Referring expression pointing data:

::::::::::

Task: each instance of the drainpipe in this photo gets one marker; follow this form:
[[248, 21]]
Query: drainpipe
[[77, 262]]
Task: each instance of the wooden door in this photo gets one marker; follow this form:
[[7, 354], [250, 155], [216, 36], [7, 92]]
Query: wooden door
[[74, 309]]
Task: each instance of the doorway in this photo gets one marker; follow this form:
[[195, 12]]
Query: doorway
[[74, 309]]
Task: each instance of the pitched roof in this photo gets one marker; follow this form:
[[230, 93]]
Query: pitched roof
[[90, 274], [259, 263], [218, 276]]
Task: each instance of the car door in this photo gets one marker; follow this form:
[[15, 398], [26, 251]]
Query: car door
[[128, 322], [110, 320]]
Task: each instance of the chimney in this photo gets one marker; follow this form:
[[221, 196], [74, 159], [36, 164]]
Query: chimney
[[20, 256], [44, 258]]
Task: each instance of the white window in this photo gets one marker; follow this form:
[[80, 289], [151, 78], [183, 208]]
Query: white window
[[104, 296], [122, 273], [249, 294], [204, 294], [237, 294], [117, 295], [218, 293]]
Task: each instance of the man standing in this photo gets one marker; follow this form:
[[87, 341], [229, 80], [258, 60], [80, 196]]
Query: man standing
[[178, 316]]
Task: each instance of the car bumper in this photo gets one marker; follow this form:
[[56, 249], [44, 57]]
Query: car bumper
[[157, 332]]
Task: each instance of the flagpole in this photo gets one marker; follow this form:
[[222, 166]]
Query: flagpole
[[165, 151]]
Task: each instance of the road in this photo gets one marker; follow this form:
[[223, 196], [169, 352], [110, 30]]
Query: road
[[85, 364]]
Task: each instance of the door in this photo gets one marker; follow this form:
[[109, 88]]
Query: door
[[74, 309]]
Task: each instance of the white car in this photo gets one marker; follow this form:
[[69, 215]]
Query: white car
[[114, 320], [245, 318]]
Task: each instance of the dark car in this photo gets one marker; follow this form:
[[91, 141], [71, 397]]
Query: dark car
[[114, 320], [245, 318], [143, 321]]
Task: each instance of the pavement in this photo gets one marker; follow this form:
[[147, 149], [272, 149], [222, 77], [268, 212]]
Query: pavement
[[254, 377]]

::::::::::

Repeat verbatim the opening run of entries, ending with the line that contains "Task: each instance of the pitched".

**Task result**
Task: each instance of the drainpipe in this photo gets one marker; follow this form:
[[248, 21]]
Query: drainpipe
[[77, 262]]
Task: each instance of the wooden door in this photo gets one marker; follow this form:
[[7, 354], [250, 155], [216, 36], [7, 92]]
Query: wooden door
[[74, 309]]
Task: each instance of the doorway in this photo gets one marker; follow this form:
[[195, 12]]
Query: doorway
[[74, 309]]
Task: each instance of the pitched roof in this photo gets one marker; follow this form:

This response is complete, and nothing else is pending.